* **Referring expression data**:
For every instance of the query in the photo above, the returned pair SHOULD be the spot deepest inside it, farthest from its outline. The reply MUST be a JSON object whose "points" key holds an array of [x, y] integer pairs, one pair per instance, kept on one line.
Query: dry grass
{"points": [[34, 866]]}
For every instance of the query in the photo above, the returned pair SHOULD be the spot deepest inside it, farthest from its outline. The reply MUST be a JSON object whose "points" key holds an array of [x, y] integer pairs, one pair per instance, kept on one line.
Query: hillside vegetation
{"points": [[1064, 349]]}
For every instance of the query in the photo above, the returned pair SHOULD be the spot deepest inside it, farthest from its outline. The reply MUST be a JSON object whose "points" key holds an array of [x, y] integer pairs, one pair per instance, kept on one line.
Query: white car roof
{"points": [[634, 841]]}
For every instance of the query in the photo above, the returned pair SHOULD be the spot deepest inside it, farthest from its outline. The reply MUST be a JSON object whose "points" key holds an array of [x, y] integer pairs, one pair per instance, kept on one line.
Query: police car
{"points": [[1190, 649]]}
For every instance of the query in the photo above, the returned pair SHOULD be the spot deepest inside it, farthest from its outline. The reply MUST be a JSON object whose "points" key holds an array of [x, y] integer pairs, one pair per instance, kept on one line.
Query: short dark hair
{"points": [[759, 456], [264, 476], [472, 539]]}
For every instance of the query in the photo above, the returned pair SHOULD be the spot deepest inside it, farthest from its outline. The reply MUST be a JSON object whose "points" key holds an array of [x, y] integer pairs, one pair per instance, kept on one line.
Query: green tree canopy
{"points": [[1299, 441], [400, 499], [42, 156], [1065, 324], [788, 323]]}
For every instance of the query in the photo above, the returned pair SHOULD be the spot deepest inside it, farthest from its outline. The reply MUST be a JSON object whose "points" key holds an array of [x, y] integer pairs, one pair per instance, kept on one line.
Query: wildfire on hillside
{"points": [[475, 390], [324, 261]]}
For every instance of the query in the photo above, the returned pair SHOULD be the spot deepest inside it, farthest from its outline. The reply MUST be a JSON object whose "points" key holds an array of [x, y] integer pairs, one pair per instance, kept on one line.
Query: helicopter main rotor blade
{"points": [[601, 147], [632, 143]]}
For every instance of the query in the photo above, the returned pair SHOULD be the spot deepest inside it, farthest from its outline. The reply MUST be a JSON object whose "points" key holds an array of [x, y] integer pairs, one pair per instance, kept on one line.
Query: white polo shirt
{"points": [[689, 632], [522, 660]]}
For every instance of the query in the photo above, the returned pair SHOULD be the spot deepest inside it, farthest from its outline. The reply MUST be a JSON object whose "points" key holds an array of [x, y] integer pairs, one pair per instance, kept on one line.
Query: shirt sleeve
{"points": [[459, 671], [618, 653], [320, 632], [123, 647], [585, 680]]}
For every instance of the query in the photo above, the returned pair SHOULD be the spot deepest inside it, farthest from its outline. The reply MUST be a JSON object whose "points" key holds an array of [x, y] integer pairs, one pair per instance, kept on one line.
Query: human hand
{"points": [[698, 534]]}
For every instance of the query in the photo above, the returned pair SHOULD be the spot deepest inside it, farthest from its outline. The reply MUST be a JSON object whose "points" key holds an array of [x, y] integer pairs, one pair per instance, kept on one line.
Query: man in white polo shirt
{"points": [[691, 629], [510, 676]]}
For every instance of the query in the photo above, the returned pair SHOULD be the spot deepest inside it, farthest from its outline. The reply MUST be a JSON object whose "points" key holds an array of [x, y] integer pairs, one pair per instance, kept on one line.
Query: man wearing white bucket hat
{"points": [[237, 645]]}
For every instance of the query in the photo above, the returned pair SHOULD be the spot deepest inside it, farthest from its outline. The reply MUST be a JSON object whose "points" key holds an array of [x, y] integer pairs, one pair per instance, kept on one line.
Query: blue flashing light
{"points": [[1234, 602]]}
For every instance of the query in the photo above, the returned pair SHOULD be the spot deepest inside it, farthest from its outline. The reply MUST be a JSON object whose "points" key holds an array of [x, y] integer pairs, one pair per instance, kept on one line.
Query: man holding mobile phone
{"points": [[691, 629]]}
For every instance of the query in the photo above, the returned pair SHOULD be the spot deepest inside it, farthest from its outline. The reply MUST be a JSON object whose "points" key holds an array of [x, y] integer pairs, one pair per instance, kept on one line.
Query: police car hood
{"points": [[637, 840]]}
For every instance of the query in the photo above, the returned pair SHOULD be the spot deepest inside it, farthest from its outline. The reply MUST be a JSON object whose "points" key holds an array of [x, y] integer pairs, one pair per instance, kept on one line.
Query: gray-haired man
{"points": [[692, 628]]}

* **Required work**: The answer must be the line containing "Query: man wearing white bucket hat" and every line after it through the end of the records, repeated exactly.

* **Solution to this exercise**:
Query: man wearing white bucket hat
{"points": [[237, 645]]}
For every instance of the query in the photo above, the returned pair SHOULD be the spot deepest inside it, farthest from its outline. The reply MUST be a JSON object whose "points" key holds an array of [x, y] integer pairs, one pair per instance, kept on one line.
Query: blue flashing light
{"points": [[1234, 602]]}
For every instance of the query in the photo above, the returned pair SHOULD be the spot deepest inside it, farthest from its outline. The reply MUST be a JSON object whose "points" key holds an array of [x, y] integer pairs, one pair per instance, kept on one line.
Query: man holding mobile phone
{"points": [[691, 629]]}
For every instance of the query in the photo above, the returned pair SHOULD be the spot deepest inside it, farthest from its outline. The reply MUST be a JSON object whose "points" key holds an array of [x, y] integer pairs, one pair per instance, kept on one line.
Query: police car hood
{"points": [[637, 840]]}
For every instance of the query in the photo above, the returned pair SHOULD be the spot deepest inside it, farthest from its outline. The reply MUST be a JSON object whose "points" key holds an array of [x, y] integer pairs, one pair per instance, kept on one line.
Query: gray-haired man
{"points": [[692, 628]]}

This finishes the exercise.